[WHAT THE TASK REQUIRES]:
Copy every line of the material below unchanged, except for the coordinates in the answers. Multiply each of those by 0.4 and round it to a whole number, rounding halves up.

[Annotation dataset entries]
▬▬▬▬▬▬
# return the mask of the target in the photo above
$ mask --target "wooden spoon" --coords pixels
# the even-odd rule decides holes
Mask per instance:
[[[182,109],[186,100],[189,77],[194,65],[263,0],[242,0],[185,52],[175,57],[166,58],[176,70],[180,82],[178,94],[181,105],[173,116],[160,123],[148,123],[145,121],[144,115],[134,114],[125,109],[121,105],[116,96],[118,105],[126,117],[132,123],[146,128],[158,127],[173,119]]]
▬▬▬▬▬▬
[WRITTEN ANSWER]:
# return the mask of the target in the photo above
$ mask --target "wooden spoon" --coords pixels
# the even-odd rule decides holes
Mask per instance:
[[[73,44],[74,40],[76,31],[78,26],[105,0],[97,0],[74,21],[70,23],[66,23],[70,28],[72,33],[71,38],[72,42],[69,46],[64,49],[59,49],[58,48],[58,46],[54,46],[50,44],[48,42],[46,38],[47,42],[50,47],[53,49],[58,51],[63,51],[69,48]]]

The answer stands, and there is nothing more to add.